PROBLEM STATEMENT — Print each record that follows exactly, leaving the pictures behind.

RECORDS PROVIDED —
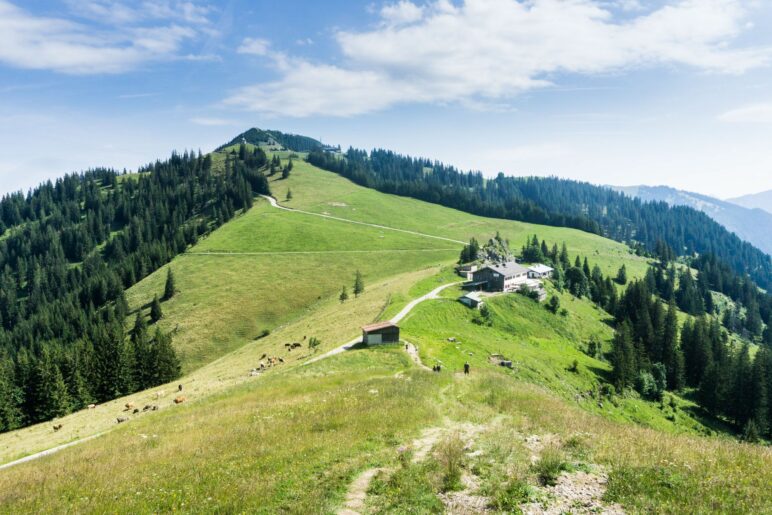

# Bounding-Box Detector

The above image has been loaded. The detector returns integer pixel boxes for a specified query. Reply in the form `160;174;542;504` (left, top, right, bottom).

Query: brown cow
125;402;135;411
53;424;63;431
174;396;186;404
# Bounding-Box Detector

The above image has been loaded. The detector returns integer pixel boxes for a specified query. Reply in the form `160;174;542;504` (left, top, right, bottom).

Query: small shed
527;264;554;279
459;291;484;309
362;321;400;344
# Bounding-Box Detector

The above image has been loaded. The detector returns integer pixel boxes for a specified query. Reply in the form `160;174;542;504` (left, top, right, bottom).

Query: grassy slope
125;202;457;372
400;286;712;435
275;157;651;281
1;150;769;512
2;340;769;513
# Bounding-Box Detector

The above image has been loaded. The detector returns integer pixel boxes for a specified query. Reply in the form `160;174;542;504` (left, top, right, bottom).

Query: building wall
364;327;400;344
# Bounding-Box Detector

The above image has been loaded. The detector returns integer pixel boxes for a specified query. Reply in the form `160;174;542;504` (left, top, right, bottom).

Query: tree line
307;148;772;290
0;145;271;431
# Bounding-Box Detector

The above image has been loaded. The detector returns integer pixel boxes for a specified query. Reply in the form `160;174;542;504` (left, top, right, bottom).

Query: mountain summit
727;189;772;216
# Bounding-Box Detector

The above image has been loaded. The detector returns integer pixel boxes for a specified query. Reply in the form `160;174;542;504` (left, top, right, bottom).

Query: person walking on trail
464;362;470;375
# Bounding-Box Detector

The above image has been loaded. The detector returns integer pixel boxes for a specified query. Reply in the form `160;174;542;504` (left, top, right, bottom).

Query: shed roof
362;321;398;332
528;264;554;274
483;261;529;277
462;291;483;301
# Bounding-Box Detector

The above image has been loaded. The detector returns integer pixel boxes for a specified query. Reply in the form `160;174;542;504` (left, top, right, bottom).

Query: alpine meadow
1;1;772;514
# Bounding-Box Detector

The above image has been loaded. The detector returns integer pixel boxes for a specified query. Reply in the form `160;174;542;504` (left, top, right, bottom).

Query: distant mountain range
727;189;772;215
613;185;772;256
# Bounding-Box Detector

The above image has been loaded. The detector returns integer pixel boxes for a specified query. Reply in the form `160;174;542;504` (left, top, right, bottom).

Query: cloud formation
226;0;769;117
0;0;212;74
719;103;772;123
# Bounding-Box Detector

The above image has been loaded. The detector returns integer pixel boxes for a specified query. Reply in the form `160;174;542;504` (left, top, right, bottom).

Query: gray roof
484;261;529;277
528;264;554;274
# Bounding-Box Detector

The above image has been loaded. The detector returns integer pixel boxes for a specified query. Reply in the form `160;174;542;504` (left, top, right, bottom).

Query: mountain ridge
727;188;772;215
613;184;772;256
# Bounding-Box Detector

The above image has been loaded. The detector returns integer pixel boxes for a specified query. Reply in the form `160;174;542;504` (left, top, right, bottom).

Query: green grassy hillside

RESULT OF THIS TASK —
# Bounding-Box Detector

The above image has been loaded. The detector returns integer pixel boxes for a specified query. Reply in the form `160;174;542;504` (left, top, right, bottom).

Query: brown cow
125;402;135;411
53;424;63;431
174;396;186;404
# Bounding-Box Detector

The above image has been loaded. The detector returns integer pixel boxes for a specified query. Reply in the form `160;174;542;504` (left, top, right, bottom).

Query: small shed
527;264;554;279
459;291;484;309
362;321;400;344
# Bounding-Box Detector

The above image has been loaded. The detector returns integer pixel boxes for a specified query. Reply in the form `160;174;542;504` (left, top, right, bottom).

Query: grassy slope
125;202;457;372
400;286;712;435
275;157;651;281
1;150;769;512
2;340;769;513
# Bounding-Box Detector

The above image has been loaded. The detector returns integer pixel boxes for a specified query. Reply in the form `160;174;542;504` (left, top, right, bottom).

Query: building wall
364;327;400;344
# Bounding-Box Detector

The above image has been loaded. The detector returns integer pixel boxes for a specified query. Reply in the form `160;174;542;504` (left, top, right, bottom).

Query: tree line
307;148;772;290
0;145;271;431
# Bounding-Box Detector

The above image has been loaded. The detector returns integer pixel boxes for a specified query. Reply in the form `160;174;542;504` (left, top, right, bottom).

Query: mountain summit
727;189;772;216
# Bounding-Box Detector

The above image has been loaded. The detector returns integer pixel boxes for a specified query. Reply in the form `160;174;542;504` (left, top, right, bottom).

Query: person walking on trail
464;362;470;375
# Bounding-Box Detector

The above image has been loaded. The detector returns integer pixel boxes for a specified query. Reply in the form `160;174;542;504` (left, top, right, bottom).

Query: shed roof
362;321;398;332
528;264;554;274
483;261;529;277
462;291;483;301
# Bounding-Box Detector

The above image has been loaded. The detector returns integer pixel boxes for a specified query. Reply in the form `160;174;542;504` (left, top, right, bottom).

Query: alpine meadow
1;1;772;514
# Bounding-Box Detector

The above image has been loaded. The detector returns integer pixel boxes for a specified query. Reply in the form `160;174;542;504` (left, top, right, bottom).

Query: distant mountain range
727;189;772;215
613;185;772;256
# Bounding-Box Detector

The above image has been loaded. The detector returns integer pixel boxes for a specified query. Reply in the form `160;174;542;504` (left, top, right, bottom).

Query: cloud formation
226;0;769;117
0;0;212;74
719;103;772;123
# Bounding-Box Detector

The above image has been loaded. The detector returns integer pixel boxes for a specified query. Reply in the form `160;174;542;504` (left, top, right, bottom).

Query: gray roof
484;261;529;277
528;264;554;274
# Bounding-Box Detector

The above image has been loaded. The detector returns integer pixel boxes for a specified query. Reply in the form `160;174;542;504` (left, top, right, bottom).

Query: mountain ridge
727;188;772;215
613;184;772;256
# Bounding-Box Detector

The above image has been loaded. The detector returns integer pixel boxes for a specified query. Reply in the form `160;174;542;504` (left, top, right, bottom).

Query: green grassy hillside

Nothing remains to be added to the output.